● **Description of the task**
The records below must be transcribed exactly, with each picture left out.

[Point-per-instance localization data]
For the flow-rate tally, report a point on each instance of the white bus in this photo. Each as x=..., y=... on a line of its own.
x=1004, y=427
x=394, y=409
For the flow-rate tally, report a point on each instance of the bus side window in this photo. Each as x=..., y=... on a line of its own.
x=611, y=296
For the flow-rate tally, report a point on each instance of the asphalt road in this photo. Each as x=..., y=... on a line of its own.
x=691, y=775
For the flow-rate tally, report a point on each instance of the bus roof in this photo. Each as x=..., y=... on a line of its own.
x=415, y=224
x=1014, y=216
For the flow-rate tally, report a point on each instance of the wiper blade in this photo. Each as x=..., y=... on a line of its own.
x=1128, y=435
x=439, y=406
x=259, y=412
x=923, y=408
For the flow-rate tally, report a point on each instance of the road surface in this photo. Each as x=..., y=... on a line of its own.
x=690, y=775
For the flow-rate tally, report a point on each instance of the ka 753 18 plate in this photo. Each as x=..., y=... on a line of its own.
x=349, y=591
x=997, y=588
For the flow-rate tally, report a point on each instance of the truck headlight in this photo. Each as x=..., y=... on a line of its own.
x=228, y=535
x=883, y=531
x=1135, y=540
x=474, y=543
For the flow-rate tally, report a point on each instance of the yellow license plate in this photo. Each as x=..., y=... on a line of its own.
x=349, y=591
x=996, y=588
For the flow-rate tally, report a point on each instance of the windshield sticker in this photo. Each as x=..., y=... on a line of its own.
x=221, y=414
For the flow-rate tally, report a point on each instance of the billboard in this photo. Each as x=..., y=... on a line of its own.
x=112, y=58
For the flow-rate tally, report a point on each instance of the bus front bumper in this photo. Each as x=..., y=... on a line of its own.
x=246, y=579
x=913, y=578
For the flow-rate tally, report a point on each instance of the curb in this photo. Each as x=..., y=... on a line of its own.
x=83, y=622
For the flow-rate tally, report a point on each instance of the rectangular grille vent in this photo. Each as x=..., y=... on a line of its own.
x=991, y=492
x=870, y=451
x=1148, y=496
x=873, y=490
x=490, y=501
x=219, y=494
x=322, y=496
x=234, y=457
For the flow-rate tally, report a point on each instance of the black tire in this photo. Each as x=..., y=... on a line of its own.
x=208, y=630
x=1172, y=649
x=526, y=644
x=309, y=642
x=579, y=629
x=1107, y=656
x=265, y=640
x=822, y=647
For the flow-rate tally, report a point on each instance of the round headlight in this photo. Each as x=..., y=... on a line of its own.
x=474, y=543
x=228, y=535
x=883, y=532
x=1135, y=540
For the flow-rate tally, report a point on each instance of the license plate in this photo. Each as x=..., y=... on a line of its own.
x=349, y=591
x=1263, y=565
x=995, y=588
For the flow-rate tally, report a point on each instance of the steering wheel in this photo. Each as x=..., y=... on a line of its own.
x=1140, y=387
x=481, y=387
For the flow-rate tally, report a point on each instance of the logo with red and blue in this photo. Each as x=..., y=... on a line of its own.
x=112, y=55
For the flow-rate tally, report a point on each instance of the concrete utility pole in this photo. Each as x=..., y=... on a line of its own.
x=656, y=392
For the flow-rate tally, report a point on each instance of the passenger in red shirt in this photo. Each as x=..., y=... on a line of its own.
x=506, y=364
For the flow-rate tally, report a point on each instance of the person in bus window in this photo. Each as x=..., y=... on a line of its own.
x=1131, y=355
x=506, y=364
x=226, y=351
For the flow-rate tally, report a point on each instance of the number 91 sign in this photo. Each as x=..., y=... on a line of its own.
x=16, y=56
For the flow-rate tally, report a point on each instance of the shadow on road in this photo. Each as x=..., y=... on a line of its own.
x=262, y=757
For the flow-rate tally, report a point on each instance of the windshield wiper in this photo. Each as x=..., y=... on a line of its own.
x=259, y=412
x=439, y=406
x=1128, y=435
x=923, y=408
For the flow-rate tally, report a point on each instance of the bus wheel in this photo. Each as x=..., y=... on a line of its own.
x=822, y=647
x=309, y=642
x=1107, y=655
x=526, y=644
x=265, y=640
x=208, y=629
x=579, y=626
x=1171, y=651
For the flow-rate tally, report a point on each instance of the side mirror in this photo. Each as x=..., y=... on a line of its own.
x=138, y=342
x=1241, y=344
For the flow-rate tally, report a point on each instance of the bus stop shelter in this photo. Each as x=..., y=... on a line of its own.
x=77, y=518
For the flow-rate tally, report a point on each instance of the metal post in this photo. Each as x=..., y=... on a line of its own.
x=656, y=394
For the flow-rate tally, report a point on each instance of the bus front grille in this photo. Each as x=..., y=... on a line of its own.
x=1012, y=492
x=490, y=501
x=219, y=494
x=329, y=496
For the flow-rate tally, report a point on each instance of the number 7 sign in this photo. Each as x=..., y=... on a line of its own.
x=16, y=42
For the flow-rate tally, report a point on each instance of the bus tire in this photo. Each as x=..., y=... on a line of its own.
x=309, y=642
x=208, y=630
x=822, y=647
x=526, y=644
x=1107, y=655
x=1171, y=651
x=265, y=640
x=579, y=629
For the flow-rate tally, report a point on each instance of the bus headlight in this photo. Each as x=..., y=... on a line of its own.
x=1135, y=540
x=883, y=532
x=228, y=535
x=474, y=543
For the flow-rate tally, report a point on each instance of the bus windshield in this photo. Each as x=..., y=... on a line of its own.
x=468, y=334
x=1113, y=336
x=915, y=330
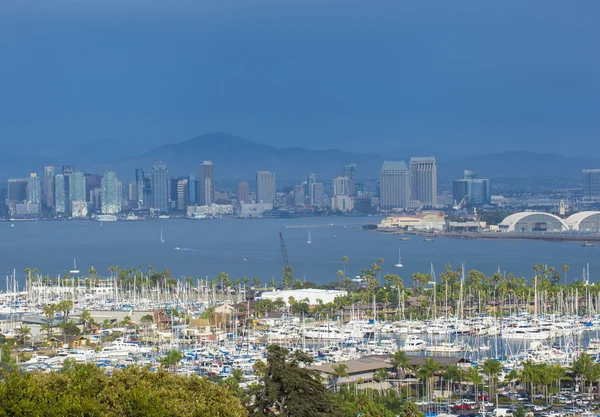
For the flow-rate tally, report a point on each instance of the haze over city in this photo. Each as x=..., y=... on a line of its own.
x=445, y=79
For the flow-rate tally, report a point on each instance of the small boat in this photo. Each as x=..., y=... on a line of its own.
x=74, y=270
x=399, y=264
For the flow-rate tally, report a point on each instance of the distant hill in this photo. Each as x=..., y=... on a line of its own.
x=238, y=158
x=235, y=157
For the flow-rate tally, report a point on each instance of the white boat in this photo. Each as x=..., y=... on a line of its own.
x=399, y=264
x=414, y=344
x=74, y=270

● **Result below**
For the flow-rate tally, report a point on each instance of the white bus in this photo. Each as x=..., y=... on a line of its own.
x=1004, y=427
x=394, y=409
For the flow-rate tally, report a point on each instance of the bus side window in this photo. Each as x=..., y=... on a line of its own.
x=611, y=296
For the flow-rate tally, report a point on each instance of the asphalt road in this photo. Each as x=..., y=... on a line of its own.
x=691, y=775
For the flow-rate tally, report a point on each instance of the bus roof in this photo. Each as x=..., y=... on a line of its own.
x=415, y=224
x=1014, y=216
For the flow-rate tally, report a point on each instance of the wiper blade in this photo. Each as x=..., y=... on a line of its own.
x=1128, y=435
x=439, y=406
x=259, y=412
x=923, y=408
For the flow-rate tally, report a point on each instance of the road surface in this photo. Each as x=..., y=... on a line of its own.
x=690, y=775
For the flow-rate tally, report a point on each instance of the ka 753 18 plate in this photo. Each as x=..., y=... on a line of its own.
x=349, y=591
x=997, y=588
For the flow-rate tally, report a point on each instance of the truck headlight in this photo. Each as x=..., y=... on a line of its own.
x=228, y=535
x=883, y=531
x=1135, y=540
x=474, y=543
For the flow-rate tally, report a point on each instance of the yellow license plate in this photo. Each as x=..., y=... on a line of its own.
x=349, y=591
x=996, y=588
For the flow-rate tally, report a point on each instance of the windshield sticker in this photo. Each as x=..., y=... on a line of its own.
x=221, y=414
For the flow-rate tally, report a point on each instance of the billboard in this photo. Each as x=..., y=... on a line of its own.
x=112, y=58
For the flow-rate tally, report a point on each instance of the bus front bumper in this photo. Each as x=..., y=... on a line of its own.
x=246, y=579
x=913, y=578
For the flow-rate tally, report a point on each instance of the curb in this photo. Each as x=..., y=... on a line of its own.
x=83, y=622
For the flow-rate tally, report a point on each instance of the rectangular grille vent in this photo. Each as x=..., y=... on a line of its own.
x=991, y=492
x=870, y=451
x=1148, y=496
x=873, y=490
x=490, y=501
x=219, y=494
x=322, y=496
x=234, y=457
For the flow-rate tally, report a point on each instance of the black tire in this photo. Each as x=..., y=... on a line of its own.
x=208, y=630
x=1172, y=649
x=526, y=644
x=309, y=642
x=579, y=629
x=1107, y=656
x=265, y=640
x=822, y=647
For the flow-rate tally, report a point on each instance of the round headlight in this photo. Each as x=..., y=... on a line of its own.
x=474, y=543
x=228, y=535
x=883, y=532
x=1135, y=540
For the flow-rate tally, report a point on each instance of the license plate in this photo. Each as x=..., y=... on a line of its own.
x=349, y=591
x=1263, y=565
x=995, y=588
For the flow-rate tally, report a point on each instance of the steering wheel in this photo. Each as x=..., y=... on a line of its own.
x=1140, y=387
x=481, y=387
For the flow-rate tally, report a point on each instance of the logo with red and blue in this photo. Each as x=..., y=... on a line of its own.
x=112, y=55
For the flow-rate tally, report a point on each instance of the concrete utility pole in this photo. Each as x=..., y=... on a line of its own.
x=656, y=392
For the flow-rate tally, report a point on each instance of the passenger in red shirt in this photo. Each as x=..., y=... on a line of its own.
x=506, y=364
For the flow-rate tally, report a point on each instance of the person in bus window in this photo. Each as x=..., y=... on a line of its own.
x=1131, y=355
x=506, y=364
x=226, y=351
For the flow-rate tally, report a point on each instance of the number 91 sign in this photo. Each as x=..., y=... on a line of its own.
x=16, y=56
For the flow-rate tally, report a point on each instance of the shadow on road in this photo. Each as x=..., y=... on a line of its own.
x=262, y=757
For the flow-rate tally, report a point on each instance of the windshield wiper in this photo. Each as x=..., y=... on a line of its own.
x=259, y=412
x=439, y=406
x=1128, y=435
x=923, y=408
For the flow-rate tally, report a point on each instance of the bus wheel in this photo. Each as x=..., y=... on a line of its own.
x=822, y=647
x=309, y=642
x=1107, y=655
x=526, y=644
x=265, y=640
x=208, y=629
x=579, y=626
x=1171, y=651
For the flow-rate tally, report a point on each instance of the side mirror in this photo. Each as x=..., y=... on a line of its own.
x=138, y=342
x=1241, y=344
For the flow-rate tally, report a point on each instance of the bus stop shelter in this photo. Each as x=..., y=... on a line of its own.
x=77, y=518
For the flow-rate tally, report a point on each instance of the metal post in this photo. Each as x=..., y=... on a line of its own.
x=656, y=394
For the flow-rate tally, report a point on each instance of the bus front grille in this photo. Each as x=..., y=... on a line of its own.
x=1012, y=492
x=490, y=501
x=219, y=494
x=329, y=496
For the flow-rate tally, report a point on each instance of the number 7 sign in this photo. Each as x=..., y=... on a line of its own.
x=16, y=42
For the flow-rate tally, report a point on each instance of the bus tire in this photo. Each as x=..., y=... on a line of its own.
x=309, y=642
x=208, y=630
x=822, y=647
x=526, y=644
x=1107, y=655
x=1171, y=651
x=265, y=640
x=579, y=629
For the flow-rate tally, report a point on each instance of the bus headlight in this photo. Each as x=..., y=... on a line of its own.
x=1135, y=540
x=883, y=532
x=228, y=535
x=474, y=543
For the flow-rate tally, report a point on each instance of the bus windshield in this photo. Each as x=..., y=... on a line of its own.
x=468, y=334
x=1113, y=336
x=915, y=330
For the flow-rate tally, report a point on each instance of the haze over city in this photo. Each as x=..., y=... on a line of its own.
x=445, y=79
For the flow-rate tally, report a point on each instance of the small boat in this photo. Each as x=..., y=... on a line of its own.
x=74, y=270
x=399, y=264
For the flow-rate tally, report a point on each instance of the distant hill in this photo. Each as x=..., y=... on a line of its own.
x=238, y=158
x=235, y=157
For the flow-rate tally, report a point on each instance of the white boat in this photo. Each as x=..., y=... on a line of its own.
x=399, y=264
x=414, y=344
x=74, y=270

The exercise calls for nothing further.